__TESTO CITATO__:
▽

L'Unione Europea, nel contesto della crisi, ha scelto di trasformare la crisi della speculazione finanziaria in una crisi dei debiti pubblici. Questa scelta ha permesso di costruire un'offensiva senza precedenti contro il movimento dei lavoratori, lo stato sociale e la democrazia. Ne è emersa un'Europa neoliberista a trazione tedesca. Oggi è impossibile costruire politiche di fuoriuscita dalla crisi senza mettere in discussione i trattati vigenti (Trattati di Maastricht, di Lisbona, costituzionale europeo), la BCE, il patto di stabilità e crescita, il fiscal compact.

In Italia le politiche neo-liberiste di questi decenni hanno aggravato le debolezze strutturali del sistema economico e produttivo; hanno accentuato le disuguaglianze sociali e territoriali. Per questo, da noi la crisi economica è diventata crisi sociale e morale. I fattori di fondo della crisi sono, secondo me, l'elevata e crescente disoccupazione strutturale; il crollo degli investimenti e della capacità produttiva e lo spostamento immane di ricchezza dal lavoro alla rendita e alla speculazione.

I governi Monti e Letta sono stati e sono governi costituenti. Puntano ad un ridisegno complessivo dell'Italia, giustificato dall'emergenza economica e dal rispetto dei vincoli europei e basato sulla riduzione di democrazia, di welfare; sulla precarizzazione integrale del lavoro e dei bassi salari. Monti ha firmato il Fiscal Compact, introdotto il pareggio di bilancio in Costituzione, manomesso l'articolo 18. Letta sta procedendo alla manomissione della Costituzione e ad un gigantesco piano di privatizzazioni. Di questo sono responsabili i sostenitori delle larghe intese.

In Italia il principale problema politico è che non si sia ancora manifestato sino ad ora un movimento che contesti globalmente questo attacco. Questo sia perché il pensiero neo-liberista si è fatto senso comune sia per le posizioni dei sindacati confederali hanno contribuito a determinare una forte frammentarietà e una forte passivizzazione sociale. Certamente ha inciso il fatto che la scena politica, in questi vent'anni, sia stata occupata dallo scontro tra berlusconismo e antiberlusconismo. L'assenza di un conflitto generale retroagisce negativamente sulle soggettività.

△

__COMPITI DA SVOLGERE__:
(1) Secondo il testo citato, per quale ragione in Italia la crisi economica è diventata crisi sociale e morale? Risponda in una o due frasi.
(2) Risponda alle seguenti domande basandosi sul testo citato:
(a) Quali trattati vigenti vengono nominati?
(b) Quali tre azioni vengono attribuite a Monti?
(c) Da quale scontro è stata occupata la scena politica in questi vent'anni?
(3) Trascriva fedelmente il passo del testo citato che inizia con "L'Unione Europea, nel" e termina con "il fiscal compact.".

__ESTRATTI DEI RECORD__:
▽

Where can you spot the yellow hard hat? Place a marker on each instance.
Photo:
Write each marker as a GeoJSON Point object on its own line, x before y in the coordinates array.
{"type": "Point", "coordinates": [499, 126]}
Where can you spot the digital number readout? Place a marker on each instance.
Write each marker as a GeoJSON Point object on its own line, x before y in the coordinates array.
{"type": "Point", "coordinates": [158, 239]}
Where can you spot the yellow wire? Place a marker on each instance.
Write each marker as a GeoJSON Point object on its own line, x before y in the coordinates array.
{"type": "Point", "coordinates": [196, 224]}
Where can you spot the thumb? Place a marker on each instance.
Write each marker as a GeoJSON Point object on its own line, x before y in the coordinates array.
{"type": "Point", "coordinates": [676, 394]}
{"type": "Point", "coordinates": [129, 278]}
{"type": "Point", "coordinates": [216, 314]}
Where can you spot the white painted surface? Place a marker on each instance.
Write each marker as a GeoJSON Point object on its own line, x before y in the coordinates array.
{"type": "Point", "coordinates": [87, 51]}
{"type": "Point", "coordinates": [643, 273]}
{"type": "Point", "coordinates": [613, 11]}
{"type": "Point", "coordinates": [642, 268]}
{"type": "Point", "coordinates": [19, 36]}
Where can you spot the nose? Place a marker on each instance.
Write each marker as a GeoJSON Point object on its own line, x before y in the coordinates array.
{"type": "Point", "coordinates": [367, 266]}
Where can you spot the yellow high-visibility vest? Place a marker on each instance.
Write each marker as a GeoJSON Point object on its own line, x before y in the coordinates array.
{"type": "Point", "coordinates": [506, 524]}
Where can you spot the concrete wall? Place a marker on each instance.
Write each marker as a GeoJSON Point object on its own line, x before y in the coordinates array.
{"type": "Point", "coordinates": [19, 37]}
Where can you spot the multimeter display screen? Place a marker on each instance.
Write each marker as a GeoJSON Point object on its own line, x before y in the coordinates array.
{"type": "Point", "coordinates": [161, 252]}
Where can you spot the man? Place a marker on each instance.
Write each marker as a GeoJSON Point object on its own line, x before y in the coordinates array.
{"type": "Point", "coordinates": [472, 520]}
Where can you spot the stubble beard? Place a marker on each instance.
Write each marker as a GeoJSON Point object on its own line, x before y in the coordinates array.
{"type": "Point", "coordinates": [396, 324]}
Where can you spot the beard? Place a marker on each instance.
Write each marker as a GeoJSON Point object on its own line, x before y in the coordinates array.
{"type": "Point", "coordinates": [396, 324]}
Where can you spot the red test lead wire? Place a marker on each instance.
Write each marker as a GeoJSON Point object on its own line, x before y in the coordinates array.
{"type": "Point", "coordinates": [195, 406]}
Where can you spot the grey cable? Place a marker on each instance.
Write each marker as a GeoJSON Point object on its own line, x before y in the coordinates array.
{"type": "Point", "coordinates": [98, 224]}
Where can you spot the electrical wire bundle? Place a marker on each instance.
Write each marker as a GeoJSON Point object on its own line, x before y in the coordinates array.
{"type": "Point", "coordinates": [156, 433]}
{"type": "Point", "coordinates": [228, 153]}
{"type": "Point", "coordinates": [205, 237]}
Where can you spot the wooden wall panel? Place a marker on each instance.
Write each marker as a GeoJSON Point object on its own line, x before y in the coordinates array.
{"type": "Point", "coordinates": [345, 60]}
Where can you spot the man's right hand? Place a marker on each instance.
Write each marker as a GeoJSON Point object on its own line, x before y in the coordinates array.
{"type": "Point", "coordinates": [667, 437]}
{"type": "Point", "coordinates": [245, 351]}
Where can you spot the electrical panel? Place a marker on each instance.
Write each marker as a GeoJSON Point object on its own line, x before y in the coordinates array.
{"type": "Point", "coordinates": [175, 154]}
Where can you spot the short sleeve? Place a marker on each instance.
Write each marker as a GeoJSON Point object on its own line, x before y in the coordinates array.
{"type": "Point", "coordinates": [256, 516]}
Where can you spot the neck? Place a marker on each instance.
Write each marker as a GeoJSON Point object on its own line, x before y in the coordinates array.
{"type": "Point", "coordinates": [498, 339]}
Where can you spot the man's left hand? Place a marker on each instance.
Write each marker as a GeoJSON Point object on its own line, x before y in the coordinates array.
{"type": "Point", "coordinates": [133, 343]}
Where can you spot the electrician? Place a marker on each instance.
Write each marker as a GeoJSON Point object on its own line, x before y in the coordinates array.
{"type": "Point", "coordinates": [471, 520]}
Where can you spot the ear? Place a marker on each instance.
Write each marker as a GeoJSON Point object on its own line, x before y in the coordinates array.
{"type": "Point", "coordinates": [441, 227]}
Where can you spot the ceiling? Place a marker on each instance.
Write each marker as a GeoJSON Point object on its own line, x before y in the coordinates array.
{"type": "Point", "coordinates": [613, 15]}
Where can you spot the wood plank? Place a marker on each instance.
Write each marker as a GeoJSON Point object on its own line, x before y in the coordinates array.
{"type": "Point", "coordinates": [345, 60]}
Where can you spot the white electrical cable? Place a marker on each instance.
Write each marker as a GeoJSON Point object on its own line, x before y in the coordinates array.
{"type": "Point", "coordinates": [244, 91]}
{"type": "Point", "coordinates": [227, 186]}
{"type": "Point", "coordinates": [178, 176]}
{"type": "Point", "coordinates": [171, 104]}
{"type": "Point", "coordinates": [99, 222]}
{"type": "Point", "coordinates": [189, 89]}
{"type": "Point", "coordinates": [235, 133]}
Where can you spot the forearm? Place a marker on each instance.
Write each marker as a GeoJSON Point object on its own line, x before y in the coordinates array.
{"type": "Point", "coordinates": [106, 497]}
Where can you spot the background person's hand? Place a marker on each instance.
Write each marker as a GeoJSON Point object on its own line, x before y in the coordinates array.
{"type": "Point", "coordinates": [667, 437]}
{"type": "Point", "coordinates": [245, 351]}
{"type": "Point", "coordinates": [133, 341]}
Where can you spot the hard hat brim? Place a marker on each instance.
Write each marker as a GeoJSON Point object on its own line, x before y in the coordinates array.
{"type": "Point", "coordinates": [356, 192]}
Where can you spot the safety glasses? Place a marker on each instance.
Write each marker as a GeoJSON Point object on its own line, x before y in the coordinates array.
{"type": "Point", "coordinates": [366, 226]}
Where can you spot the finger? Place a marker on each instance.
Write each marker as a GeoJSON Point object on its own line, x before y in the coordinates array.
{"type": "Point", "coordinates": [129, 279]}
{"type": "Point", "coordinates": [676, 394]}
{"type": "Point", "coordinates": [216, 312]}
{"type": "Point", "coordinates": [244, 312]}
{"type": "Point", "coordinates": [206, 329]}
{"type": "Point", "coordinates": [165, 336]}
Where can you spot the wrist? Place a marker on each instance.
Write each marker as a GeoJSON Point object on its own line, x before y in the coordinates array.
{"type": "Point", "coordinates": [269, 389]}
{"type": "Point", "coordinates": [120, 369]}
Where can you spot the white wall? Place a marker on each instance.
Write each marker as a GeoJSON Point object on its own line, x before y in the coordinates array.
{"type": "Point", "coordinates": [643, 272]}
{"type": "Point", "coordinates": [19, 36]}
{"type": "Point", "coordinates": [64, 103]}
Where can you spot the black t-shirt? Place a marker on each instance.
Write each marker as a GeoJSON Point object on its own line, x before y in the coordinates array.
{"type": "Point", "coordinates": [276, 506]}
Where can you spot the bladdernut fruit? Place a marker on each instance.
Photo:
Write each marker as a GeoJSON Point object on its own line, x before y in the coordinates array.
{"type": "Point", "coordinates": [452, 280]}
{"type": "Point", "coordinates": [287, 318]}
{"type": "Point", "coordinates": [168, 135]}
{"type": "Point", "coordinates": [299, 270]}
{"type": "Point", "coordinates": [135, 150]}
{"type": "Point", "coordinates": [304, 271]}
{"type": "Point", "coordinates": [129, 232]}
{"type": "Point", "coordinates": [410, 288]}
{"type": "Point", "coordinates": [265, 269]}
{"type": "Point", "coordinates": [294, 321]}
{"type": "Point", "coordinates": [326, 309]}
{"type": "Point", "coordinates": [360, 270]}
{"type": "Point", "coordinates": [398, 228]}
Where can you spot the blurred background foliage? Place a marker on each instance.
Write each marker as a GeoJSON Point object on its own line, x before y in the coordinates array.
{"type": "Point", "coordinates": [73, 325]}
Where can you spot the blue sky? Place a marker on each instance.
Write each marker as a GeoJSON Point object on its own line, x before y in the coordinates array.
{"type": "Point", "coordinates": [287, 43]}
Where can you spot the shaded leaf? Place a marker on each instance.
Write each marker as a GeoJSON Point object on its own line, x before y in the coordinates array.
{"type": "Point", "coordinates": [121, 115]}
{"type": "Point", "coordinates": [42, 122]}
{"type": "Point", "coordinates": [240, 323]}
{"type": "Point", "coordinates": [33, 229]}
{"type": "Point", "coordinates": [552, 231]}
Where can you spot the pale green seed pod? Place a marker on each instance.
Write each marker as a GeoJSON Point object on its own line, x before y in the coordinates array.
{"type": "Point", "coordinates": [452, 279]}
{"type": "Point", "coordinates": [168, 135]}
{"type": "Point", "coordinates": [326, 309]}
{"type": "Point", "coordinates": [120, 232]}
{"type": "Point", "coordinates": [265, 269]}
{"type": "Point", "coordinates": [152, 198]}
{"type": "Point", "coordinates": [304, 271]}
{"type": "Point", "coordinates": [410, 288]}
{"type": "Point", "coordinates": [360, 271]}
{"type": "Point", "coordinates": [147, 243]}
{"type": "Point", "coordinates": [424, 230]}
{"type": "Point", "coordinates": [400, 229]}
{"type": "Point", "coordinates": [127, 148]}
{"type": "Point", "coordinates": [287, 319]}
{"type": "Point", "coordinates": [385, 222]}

△

__RISPOSTE ATTESE__:
(1) In Italia le politiche neoliberiste degli ultimi decenni hanno aggravato le debolezze strutturali del sistema economico e produttivo. Hanno inoltre accentuato le disuguaglianze sociali e territoriali.

(2)
(a) I Trattati di Maastricht, di Lisbona e costituzionale europeo.
(b) Ha firmato il Fiscal Compact, ha introdotto il pareggio di bilancio in Costituzione e ha manomesso l'articolo 18.
(c) Dallo scontro tra berlusconismo e antiberlusconismo.

(3)
L'Unione Europea, nel contesto della crisi, ha scelto di trasformare la crisi della speculazione finanziaria in una crisi dei debiti pubblici. Questa scelta ha permesso di costruire un'offensiva senza precedenti contro il movimento dei lavoratori, lo stato sociale e la democrazia. Ne è emersa un'Europa neoliberista a trazione tedesca. Oggi è impossibile costruire politiche di fuoriuscita dalla crisi senza mettere in discussione i trattati vigenti (Trattati di Maastricht, di Lisbona, costituzionale europeo), la BCE, il patto di stabilità e crescita, il fiscal compact.